= Extracted entries =
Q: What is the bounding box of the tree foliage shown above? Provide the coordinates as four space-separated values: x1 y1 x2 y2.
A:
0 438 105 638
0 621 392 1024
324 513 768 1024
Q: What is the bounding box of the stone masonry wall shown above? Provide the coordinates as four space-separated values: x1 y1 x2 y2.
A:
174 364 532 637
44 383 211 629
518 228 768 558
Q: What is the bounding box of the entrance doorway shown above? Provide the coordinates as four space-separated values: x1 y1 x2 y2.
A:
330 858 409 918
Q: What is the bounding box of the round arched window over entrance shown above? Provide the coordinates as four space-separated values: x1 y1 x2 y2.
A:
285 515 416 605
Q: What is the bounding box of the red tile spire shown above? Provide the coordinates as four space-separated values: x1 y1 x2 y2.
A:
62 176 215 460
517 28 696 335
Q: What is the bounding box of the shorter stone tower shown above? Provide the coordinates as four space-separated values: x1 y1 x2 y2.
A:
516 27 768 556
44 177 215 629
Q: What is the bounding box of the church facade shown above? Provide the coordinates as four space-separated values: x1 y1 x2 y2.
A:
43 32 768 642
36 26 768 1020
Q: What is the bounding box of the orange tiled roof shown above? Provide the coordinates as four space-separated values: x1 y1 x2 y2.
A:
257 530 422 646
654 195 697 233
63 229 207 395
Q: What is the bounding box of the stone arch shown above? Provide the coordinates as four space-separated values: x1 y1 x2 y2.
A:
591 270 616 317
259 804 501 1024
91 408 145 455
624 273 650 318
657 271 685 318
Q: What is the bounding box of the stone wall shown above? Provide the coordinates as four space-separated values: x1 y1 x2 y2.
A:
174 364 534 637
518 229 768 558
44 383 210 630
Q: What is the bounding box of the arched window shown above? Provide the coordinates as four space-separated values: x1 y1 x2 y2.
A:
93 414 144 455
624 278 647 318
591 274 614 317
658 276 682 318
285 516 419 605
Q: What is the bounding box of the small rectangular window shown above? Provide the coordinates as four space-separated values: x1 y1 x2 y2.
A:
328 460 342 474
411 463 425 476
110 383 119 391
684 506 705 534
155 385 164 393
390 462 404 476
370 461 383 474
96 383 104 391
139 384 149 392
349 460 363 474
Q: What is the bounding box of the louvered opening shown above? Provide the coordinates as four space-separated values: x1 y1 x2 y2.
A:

= Exercise description =
Copy the lines above that hold the word "arched".

= Response below =
Q: What is the bounding box of the round arched window over entrance shown above? Provide the coordinates as four space-separated values: x1 y1 x2 y2.
Q: What is the bounding box of the arched window shown above? Provide the coordinates as four space-separated values: x1 y1 x2 y2.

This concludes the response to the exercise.